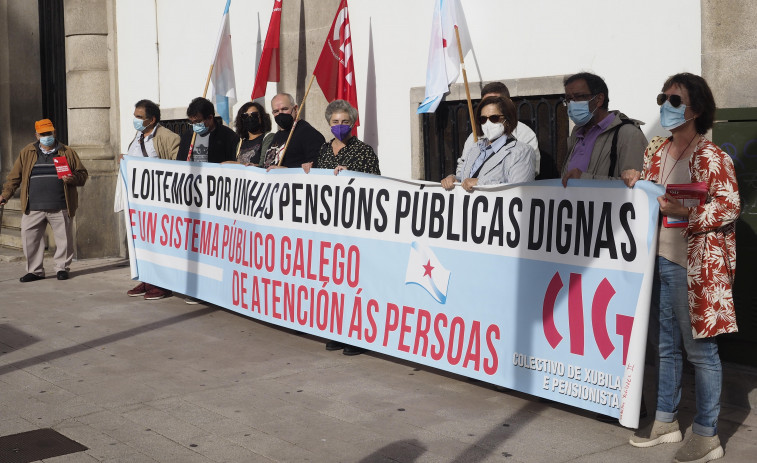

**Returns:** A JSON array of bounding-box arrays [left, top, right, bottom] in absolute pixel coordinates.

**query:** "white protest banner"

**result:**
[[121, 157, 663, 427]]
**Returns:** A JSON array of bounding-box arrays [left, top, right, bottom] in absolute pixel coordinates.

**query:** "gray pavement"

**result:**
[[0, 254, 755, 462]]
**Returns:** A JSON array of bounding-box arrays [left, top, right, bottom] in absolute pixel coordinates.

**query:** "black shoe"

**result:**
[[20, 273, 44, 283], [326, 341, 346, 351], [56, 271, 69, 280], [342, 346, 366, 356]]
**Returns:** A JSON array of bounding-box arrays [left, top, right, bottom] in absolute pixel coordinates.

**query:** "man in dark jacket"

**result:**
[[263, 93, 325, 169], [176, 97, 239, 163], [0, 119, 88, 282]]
━━━━━━━━━━━━━━━━
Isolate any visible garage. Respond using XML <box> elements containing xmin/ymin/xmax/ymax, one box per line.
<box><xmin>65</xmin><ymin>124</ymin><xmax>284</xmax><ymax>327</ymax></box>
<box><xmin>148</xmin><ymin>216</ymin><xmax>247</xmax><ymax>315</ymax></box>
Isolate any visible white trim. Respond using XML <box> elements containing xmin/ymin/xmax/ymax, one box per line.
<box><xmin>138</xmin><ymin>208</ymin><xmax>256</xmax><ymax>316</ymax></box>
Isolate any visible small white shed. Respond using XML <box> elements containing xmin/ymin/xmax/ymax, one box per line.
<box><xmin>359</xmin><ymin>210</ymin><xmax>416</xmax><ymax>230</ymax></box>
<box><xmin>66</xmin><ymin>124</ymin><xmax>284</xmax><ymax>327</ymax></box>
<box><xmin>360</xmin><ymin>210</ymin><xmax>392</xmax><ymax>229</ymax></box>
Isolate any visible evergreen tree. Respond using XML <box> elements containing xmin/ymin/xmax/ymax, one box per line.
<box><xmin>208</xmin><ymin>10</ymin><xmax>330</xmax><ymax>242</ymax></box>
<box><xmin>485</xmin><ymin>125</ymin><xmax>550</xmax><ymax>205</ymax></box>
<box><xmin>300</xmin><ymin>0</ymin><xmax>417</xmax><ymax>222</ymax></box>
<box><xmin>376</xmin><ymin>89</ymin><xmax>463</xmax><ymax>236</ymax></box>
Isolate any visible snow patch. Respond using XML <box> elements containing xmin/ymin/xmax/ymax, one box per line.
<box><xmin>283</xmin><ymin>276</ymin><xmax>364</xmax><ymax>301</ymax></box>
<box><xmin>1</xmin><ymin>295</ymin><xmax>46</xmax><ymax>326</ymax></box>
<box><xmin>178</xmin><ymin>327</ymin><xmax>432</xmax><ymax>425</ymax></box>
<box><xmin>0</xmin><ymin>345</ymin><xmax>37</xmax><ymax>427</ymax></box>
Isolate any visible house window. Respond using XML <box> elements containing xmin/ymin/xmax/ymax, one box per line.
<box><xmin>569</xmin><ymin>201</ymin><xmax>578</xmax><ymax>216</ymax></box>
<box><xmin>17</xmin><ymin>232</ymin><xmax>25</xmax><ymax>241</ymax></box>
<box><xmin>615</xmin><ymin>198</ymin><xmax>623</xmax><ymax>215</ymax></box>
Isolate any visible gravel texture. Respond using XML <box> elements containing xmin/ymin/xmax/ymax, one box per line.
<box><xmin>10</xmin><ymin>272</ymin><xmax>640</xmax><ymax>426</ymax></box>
━━━━━━━━━━━━━━━━
● Problem details: A single number is the answer: the count of lines above that include the string "query".

● Response area: 4